_Aim_: Transcribe word for word the lines spanning the line with "man in dark" through the end of the records.
--- BEGIN Supplied information ---
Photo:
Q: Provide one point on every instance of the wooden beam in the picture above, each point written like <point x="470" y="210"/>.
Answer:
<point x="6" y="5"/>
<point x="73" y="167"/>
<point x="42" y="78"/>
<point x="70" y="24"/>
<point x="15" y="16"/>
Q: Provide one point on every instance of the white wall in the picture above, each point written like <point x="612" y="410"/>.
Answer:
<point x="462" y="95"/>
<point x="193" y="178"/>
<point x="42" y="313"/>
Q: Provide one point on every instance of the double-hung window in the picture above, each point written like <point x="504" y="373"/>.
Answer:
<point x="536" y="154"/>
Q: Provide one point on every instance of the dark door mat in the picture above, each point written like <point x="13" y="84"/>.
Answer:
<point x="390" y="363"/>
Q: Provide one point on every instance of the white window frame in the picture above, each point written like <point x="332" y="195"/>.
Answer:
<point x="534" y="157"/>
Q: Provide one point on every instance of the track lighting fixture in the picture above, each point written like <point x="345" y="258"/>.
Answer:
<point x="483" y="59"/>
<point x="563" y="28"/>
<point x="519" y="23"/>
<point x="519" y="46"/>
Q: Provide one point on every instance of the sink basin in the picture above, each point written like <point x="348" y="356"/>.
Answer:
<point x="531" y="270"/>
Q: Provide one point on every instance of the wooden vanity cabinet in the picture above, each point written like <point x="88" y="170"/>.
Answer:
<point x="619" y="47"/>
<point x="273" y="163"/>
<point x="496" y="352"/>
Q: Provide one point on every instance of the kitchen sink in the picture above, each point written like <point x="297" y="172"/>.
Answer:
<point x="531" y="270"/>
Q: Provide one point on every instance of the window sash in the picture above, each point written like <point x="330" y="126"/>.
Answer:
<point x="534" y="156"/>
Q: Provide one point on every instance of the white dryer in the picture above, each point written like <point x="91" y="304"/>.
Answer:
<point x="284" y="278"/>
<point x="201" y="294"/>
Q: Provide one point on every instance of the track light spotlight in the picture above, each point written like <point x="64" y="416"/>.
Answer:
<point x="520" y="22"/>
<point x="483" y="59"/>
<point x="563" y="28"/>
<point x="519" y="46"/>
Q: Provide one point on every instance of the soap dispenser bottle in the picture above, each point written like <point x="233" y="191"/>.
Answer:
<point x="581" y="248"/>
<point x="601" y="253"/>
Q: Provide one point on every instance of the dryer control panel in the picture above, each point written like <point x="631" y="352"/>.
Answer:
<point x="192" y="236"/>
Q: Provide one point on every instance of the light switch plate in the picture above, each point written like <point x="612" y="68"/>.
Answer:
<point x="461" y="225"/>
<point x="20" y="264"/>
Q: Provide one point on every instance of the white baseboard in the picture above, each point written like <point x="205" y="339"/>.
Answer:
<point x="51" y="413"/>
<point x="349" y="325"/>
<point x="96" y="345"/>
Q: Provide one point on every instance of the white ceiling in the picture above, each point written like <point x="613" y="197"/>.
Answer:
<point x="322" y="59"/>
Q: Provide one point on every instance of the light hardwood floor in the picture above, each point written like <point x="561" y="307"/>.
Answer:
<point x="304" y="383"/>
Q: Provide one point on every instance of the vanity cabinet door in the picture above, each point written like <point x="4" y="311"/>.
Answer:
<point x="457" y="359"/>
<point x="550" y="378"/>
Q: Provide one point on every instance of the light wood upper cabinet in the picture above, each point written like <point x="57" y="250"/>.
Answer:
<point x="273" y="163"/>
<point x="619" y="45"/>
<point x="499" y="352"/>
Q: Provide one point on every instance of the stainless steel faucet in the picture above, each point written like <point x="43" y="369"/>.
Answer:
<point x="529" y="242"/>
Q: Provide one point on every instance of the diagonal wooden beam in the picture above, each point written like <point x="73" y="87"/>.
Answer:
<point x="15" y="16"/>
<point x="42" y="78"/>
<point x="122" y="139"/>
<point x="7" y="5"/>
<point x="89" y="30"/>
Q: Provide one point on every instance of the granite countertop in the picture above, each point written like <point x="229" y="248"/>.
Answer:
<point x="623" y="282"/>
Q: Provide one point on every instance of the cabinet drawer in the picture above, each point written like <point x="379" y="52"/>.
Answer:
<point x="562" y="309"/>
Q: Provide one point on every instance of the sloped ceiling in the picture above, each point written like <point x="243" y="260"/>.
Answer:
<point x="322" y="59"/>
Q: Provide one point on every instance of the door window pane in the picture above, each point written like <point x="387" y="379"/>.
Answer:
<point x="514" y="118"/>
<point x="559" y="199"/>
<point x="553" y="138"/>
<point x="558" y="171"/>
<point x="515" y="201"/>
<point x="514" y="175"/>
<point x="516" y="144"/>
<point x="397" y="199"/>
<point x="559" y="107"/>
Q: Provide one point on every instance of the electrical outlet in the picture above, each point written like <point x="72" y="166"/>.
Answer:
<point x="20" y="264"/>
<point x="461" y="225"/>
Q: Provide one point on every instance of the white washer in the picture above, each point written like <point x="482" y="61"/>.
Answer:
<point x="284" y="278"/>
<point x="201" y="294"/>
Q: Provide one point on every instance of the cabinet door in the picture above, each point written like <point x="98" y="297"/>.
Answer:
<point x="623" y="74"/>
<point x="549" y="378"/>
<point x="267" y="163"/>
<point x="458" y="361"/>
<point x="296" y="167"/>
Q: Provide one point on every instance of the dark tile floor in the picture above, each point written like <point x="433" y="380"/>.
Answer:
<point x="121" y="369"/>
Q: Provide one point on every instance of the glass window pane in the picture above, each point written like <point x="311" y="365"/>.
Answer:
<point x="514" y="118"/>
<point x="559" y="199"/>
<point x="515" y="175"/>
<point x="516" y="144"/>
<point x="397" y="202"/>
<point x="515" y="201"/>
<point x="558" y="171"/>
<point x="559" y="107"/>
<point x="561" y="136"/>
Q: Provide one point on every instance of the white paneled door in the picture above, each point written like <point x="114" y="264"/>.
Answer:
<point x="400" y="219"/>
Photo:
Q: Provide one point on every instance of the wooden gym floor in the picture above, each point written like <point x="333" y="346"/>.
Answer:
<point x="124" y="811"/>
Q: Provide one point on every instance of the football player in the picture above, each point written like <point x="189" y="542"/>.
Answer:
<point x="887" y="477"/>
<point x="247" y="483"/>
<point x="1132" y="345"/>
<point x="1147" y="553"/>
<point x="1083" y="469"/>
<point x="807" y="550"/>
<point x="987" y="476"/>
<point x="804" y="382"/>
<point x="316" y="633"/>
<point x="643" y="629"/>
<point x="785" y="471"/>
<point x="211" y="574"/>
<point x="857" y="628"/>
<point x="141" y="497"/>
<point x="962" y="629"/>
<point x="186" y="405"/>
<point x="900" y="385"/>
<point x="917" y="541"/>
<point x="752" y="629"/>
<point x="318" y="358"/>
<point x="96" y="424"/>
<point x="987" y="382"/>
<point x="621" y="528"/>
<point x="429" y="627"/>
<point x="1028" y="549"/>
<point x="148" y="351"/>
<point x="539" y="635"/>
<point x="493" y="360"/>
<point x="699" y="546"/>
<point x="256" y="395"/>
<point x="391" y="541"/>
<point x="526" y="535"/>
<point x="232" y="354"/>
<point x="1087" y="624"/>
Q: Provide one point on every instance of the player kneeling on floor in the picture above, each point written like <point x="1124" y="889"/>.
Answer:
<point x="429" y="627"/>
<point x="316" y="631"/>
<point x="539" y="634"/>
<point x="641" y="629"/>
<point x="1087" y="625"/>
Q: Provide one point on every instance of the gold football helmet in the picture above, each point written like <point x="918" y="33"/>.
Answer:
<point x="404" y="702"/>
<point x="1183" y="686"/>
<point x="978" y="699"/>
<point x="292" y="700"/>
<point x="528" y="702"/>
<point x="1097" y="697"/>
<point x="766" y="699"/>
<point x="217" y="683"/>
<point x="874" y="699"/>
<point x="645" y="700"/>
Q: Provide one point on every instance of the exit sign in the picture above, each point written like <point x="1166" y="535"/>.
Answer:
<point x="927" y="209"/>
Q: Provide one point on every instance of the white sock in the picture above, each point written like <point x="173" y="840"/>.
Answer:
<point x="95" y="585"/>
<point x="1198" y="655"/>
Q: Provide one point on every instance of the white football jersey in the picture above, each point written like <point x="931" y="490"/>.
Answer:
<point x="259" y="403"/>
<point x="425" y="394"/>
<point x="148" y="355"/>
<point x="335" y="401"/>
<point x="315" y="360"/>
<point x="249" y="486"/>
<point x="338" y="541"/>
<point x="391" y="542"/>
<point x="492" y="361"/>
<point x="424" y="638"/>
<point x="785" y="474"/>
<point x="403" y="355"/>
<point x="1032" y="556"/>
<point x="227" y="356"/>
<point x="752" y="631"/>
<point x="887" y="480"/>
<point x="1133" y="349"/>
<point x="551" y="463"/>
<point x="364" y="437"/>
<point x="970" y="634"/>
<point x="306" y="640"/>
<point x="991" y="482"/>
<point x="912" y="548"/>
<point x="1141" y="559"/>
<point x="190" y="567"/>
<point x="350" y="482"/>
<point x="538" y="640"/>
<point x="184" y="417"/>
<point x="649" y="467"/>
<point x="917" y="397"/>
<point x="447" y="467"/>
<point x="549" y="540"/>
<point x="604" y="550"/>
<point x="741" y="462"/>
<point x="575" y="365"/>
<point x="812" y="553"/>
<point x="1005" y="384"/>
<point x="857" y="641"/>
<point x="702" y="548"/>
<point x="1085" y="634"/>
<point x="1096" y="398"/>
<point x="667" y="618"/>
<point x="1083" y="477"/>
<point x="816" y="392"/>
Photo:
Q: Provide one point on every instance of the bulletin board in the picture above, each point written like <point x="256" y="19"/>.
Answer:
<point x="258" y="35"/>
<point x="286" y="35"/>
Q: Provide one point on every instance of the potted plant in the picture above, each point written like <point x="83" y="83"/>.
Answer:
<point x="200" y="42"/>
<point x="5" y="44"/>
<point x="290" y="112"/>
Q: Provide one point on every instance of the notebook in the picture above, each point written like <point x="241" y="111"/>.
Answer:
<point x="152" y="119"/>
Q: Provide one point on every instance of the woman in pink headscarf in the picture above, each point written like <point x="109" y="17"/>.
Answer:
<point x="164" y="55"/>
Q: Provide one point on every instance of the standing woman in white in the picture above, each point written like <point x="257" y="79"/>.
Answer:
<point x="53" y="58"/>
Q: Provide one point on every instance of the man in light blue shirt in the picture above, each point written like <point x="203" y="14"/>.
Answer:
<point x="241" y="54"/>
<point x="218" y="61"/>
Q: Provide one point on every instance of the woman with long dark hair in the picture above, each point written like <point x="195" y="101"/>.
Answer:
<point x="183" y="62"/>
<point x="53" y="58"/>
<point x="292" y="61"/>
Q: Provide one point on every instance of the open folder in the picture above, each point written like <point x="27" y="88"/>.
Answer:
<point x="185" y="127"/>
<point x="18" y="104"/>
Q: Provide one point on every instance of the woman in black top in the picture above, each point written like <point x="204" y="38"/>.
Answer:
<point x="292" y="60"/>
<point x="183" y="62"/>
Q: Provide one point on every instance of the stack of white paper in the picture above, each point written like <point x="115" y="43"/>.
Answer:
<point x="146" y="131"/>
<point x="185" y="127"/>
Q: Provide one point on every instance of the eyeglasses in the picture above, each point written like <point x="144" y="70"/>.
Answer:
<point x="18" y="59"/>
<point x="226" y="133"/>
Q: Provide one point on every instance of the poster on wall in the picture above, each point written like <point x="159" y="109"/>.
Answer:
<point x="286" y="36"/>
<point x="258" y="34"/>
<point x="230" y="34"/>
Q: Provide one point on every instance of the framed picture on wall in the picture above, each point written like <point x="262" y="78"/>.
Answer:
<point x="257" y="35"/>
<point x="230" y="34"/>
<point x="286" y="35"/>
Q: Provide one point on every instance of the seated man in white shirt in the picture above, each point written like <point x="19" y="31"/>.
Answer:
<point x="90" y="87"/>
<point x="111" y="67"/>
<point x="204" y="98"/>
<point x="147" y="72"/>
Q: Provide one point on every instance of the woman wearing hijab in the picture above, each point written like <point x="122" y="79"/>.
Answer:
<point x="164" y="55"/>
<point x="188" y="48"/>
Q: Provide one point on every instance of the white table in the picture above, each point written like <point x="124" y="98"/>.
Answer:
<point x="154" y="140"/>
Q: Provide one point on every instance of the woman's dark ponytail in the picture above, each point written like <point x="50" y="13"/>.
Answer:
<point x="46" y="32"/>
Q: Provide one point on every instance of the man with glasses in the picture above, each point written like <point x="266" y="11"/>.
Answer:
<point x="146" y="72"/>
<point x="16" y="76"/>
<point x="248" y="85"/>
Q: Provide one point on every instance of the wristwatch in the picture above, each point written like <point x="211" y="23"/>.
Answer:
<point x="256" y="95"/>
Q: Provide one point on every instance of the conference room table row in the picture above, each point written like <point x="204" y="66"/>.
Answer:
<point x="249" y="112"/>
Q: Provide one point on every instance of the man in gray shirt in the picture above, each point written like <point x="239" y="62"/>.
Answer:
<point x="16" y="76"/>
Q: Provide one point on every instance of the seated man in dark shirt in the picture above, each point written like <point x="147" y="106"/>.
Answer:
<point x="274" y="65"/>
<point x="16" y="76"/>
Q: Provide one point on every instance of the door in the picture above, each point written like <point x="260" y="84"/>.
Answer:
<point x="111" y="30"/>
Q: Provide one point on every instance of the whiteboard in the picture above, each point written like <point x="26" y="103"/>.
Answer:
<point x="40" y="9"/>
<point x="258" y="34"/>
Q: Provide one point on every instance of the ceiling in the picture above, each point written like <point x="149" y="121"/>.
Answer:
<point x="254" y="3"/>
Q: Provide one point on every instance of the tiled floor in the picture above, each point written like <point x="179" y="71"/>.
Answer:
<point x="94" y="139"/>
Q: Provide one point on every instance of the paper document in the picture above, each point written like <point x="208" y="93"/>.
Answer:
--- END Supplied information ---
_Full response_:
Q: Provide one point on every instance of the seated man in dark shirt in the picture above, each point written like <point x="147" y="106"/>.
Answer:
<point x="274" y="65"/>
<point x="16" y="76"/>
Q: Provide one point on every instance of the door in the picture above, each point written like <point x="260" y="84"/>.
Answer:
<point x="111" y="30"/>
Q: Provide one point on every instance of the whiteboard in the picture above, each point written like <point x="26" y="103"/>.
Answer:
<point x="40" y="9"/>
<point x="258" y="34"/>
Q: Provide one point on every instance of the ceiling in the picture above, each point written like <point x="149" y="121"/>.
Answer:
<point x="254" y="3"/>
Q: Provide one point on every instance of the tiled floor in the picture above, each point written like <point x="179" y="71"/>.
Answer:
<point x="94" y="139"/>
Q: Provide one point on every instance of the paper document in the picture above, each point written like <point x="208" y="93"/>.
Answer:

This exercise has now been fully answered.